**Exercise requirements:** Your answer should consist of the lines holding "gold", copied from the material below.

-------- Records supplied --------

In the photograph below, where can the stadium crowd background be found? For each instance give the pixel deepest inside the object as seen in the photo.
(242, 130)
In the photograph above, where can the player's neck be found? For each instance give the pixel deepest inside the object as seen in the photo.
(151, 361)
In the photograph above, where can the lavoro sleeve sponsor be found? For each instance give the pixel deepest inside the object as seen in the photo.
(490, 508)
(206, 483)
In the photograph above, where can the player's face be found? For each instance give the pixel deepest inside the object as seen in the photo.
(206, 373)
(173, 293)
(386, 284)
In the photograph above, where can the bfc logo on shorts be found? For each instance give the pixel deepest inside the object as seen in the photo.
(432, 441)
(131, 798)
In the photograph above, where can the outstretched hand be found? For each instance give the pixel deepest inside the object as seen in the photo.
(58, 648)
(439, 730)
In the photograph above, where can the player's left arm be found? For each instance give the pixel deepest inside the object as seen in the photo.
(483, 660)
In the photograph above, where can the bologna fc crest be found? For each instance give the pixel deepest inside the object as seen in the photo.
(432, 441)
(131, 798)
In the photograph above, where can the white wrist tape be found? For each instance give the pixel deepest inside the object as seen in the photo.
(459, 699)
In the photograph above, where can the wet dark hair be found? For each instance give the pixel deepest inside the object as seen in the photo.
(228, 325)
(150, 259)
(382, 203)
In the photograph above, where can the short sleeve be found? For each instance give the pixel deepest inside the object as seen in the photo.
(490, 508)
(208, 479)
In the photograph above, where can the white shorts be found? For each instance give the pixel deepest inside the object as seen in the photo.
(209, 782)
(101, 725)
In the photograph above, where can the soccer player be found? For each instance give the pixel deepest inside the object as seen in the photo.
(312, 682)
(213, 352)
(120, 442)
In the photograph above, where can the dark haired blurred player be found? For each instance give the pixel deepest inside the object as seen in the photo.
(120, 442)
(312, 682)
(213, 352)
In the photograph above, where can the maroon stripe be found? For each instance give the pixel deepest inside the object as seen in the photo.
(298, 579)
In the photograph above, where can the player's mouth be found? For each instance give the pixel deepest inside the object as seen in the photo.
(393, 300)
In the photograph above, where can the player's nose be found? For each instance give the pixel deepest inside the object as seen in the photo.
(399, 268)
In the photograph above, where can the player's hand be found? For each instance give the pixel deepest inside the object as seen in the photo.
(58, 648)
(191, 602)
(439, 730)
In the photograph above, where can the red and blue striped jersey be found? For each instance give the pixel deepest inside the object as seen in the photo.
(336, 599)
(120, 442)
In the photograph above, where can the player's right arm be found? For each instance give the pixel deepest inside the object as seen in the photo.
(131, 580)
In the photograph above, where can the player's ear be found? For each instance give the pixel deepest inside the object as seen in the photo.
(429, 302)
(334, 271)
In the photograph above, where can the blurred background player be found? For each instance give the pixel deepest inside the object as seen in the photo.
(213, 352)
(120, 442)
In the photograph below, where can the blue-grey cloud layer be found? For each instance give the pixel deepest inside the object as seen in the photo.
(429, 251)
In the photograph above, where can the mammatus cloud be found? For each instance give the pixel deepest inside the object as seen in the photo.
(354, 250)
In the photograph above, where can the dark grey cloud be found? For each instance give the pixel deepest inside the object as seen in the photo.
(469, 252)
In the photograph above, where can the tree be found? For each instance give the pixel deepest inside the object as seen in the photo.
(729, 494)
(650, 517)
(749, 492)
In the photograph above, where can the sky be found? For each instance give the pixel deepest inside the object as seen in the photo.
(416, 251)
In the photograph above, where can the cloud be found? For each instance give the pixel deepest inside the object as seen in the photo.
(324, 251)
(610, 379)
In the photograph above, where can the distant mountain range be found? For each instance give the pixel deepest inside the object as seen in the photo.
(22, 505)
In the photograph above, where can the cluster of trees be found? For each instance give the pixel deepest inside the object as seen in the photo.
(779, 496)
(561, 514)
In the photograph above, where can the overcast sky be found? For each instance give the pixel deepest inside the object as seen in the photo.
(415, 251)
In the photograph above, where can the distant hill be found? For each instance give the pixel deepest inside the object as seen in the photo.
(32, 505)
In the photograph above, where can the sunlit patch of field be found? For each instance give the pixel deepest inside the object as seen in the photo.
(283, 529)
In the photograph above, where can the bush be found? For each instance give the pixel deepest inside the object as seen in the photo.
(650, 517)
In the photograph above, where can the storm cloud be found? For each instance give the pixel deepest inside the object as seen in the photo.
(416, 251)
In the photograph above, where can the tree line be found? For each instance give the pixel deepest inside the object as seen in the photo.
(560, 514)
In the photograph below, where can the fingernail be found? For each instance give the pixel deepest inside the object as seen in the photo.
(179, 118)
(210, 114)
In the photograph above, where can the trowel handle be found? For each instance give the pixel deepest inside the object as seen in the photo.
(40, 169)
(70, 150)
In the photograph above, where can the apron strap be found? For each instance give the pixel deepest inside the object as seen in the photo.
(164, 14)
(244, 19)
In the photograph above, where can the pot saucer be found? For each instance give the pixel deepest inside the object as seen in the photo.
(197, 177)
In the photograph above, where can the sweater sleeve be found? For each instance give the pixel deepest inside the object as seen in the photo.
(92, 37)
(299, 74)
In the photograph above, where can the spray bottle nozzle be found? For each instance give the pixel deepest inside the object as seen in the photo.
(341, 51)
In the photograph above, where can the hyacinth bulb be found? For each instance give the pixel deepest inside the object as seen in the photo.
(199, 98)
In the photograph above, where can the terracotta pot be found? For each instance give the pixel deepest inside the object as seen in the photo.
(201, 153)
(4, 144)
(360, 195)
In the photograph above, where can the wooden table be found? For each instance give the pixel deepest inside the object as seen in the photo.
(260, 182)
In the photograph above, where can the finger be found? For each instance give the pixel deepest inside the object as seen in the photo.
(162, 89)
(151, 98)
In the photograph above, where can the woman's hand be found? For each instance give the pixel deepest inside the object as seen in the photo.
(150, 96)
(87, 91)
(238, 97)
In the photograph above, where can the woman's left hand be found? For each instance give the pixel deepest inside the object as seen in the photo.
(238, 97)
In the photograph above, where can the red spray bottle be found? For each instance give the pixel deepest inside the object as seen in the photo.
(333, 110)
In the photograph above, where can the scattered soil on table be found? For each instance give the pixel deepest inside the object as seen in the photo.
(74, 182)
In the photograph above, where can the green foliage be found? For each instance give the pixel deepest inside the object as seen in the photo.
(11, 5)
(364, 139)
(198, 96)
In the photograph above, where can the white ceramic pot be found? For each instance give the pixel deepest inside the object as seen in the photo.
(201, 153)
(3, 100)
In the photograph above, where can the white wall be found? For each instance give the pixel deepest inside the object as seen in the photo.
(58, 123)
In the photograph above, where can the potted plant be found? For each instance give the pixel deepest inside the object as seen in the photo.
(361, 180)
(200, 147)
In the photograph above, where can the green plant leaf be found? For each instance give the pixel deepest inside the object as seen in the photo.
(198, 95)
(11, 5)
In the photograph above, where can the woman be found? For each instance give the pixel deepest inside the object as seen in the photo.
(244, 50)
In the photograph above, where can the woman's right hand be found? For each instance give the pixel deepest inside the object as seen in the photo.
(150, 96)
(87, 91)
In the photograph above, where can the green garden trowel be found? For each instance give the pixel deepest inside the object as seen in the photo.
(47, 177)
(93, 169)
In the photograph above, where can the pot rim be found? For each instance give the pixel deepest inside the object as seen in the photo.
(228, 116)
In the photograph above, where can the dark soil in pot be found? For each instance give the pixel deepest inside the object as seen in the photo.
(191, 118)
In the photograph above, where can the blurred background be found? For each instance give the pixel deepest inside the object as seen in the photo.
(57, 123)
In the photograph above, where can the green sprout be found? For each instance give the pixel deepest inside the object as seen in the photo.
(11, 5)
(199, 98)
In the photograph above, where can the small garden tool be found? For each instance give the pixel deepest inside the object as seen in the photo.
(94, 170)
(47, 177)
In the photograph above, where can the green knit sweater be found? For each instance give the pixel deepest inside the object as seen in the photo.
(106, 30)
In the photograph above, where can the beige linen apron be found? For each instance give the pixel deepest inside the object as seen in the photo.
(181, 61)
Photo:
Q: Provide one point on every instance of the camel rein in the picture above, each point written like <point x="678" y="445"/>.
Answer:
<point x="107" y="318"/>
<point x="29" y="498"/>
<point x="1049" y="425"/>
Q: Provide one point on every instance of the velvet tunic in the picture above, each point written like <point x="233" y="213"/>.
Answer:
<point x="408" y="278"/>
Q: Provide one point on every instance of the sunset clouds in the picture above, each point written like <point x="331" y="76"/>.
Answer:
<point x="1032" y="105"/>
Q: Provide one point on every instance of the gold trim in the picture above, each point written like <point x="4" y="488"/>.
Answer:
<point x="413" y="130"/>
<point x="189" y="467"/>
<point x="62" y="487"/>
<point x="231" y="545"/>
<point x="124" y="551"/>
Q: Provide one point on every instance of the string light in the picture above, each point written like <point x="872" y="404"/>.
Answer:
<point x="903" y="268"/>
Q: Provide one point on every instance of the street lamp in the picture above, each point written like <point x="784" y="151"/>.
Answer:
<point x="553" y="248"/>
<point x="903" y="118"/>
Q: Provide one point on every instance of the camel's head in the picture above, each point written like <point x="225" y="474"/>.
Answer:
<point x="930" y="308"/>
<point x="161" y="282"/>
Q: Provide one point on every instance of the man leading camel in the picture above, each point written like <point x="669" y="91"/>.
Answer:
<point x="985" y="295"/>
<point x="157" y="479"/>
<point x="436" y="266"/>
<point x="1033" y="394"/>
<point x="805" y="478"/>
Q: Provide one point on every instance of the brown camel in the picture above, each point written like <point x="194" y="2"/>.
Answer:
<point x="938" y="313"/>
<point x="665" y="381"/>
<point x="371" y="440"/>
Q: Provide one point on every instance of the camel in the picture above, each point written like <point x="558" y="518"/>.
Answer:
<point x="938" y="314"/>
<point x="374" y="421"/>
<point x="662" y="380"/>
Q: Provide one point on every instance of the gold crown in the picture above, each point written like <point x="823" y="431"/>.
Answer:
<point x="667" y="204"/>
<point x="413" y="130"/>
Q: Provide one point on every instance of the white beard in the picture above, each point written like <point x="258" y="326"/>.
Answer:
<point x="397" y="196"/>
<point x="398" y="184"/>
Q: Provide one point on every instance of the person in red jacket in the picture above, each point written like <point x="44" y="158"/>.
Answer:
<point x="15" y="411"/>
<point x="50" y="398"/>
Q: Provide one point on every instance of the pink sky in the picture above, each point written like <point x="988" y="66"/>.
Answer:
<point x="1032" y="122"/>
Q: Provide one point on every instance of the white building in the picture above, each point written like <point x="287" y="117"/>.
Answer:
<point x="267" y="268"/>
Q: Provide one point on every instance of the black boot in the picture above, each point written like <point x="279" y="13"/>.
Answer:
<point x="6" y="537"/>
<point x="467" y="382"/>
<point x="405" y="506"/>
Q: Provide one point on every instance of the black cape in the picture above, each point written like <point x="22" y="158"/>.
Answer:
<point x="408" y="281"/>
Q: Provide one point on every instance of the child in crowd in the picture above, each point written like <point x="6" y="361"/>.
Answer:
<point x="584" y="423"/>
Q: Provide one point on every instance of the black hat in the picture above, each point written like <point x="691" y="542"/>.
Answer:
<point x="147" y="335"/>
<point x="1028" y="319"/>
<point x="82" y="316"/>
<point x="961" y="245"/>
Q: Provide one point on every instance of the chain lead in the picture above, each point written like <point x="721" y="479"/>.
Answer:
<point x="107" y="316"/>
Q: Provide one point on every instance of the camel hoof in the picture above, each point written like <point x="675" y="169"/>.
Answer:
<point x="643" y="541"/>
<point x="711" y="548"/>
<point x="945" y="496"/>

--------

**Written response:**
Q: Provide one point on every instance of the gold trim in the picture above, each point written like <point x="4" y="488"/>.
Q: Provide one point on every instance of the gold crown in the picture above, each point written like <point x="823" y="431"/>.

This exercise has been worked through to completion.